§ WHAT IS REQUIRED:
Copy out all of the following material word for word, with nothing added or left out.

§ MATERIAL TO PROCESS:
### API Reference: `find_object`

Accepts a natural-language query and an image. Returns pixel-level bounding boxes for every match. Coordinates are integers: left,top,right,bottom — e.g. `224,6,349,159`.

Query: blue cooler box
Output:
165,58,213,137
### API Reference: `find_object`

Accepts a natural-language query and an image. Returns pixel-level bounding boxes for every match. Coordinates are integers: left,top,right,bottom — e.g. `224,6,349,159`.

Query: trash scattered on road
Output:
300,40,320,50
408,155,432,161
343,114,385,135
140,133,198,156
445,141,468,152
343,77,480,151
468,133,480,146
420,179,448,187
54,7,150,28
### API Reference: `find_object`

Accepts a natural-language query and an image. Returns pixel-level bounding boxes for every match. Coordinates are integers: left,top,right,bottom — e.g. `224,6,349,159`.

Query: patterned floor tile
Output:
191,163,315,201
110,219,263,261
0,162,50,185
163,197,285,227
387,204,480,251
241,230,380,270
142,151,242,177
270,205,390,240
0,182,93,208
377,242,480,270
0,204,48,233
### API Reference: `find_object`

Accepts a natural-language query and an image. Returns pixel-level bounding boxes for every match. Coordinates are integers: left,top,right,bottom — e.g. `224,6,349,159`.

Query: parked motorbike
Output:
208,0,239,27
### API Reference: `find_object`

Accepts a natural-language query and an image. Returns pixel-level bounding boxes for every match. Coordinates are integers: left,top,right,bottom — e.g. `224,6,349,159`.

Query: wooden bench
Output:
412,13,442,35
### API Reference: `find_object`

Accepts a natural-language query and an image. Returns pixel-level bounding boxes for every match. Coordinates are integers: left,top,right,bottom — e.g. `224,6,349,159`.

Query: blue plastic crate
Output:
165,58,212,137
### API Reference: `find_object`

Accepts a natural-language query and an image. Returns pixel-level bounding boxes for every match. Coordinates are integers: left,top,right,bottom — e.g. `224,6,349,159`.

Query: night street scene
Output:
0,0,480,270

§ ANSWER FOR THE TASK:
### API Reference: `find_object`

Accepts a natural-language query and an image. Returns pixel-level bounding boxes for every match. Coordinates are integers: left,top,right,bottom — e.g. `224,6,349,159`.

Query: blue cooler box
Output:
165,58,213,137
### API Reference: `find_object`

Accepts a natural-language query and an image. Returns pixel-level bounding boxes for every match. Coordinates are integers: left,top,right,bottom — e.g. `224,6,349,159`.

Query: trash scattered on road
Output:
300,40,320,50
408,155,432,161
343,114,385,135
140,133,198,156
445,141,468,152
343,77,480,151
468,133,480,146
420,179,448,187
54,7,150,28
### API Reference: `find_object`

Accepts a natural-language query and an image. Returns pixel-level bounding boxes for every match. Coordinates are integers: left,top,right,bottom — e.g. `224,6,349,159`.

Query: patterned floor tile
Output:
191,163,315,201
110,219,263,261
0,162,50,185
163,197,285,227
387,204,480,251
241,230,380,270
142,151,242,177
270,205,390,240
0,182,93,208
377,242,480,270
0,204,48,233
### API Reference: `find_object`

Accepts a natural-language query and an image. Returns pixel-level bounding boxes for every match. Coordinates are integers: left,top,right,bottom — e.g. `224,6,349,159`.

Query: parked motorbike
Output:
208,0,239,27
### API Reference: `find_object`

Accepts a natural-language query and an image. Returns pixel-level bounding boxes for every match. Coordinates are integers: left,top,right,bottom — e.g. `224,6,349,159`.

Query: wooden bench
Output:
412,13,442,35
### API Reference: `find_object`

Accepts a natural-language query and an image. Returns pixel-level bounding boxes for every match. Coordinates are integers: left,top,right,bottom — e.g. `224,6,349,159`.

Query: blue plastic crate
Output:
165,58,212,137
### API Reference: `find_object`

Accepts a natural-language query and an image. Returns pixel-level bounding boxes for every match. Coordinates are integers: left,top,right,bottom — e.g. `224,6,349,159`.

Query: night street scene
Output:
0,0,480,270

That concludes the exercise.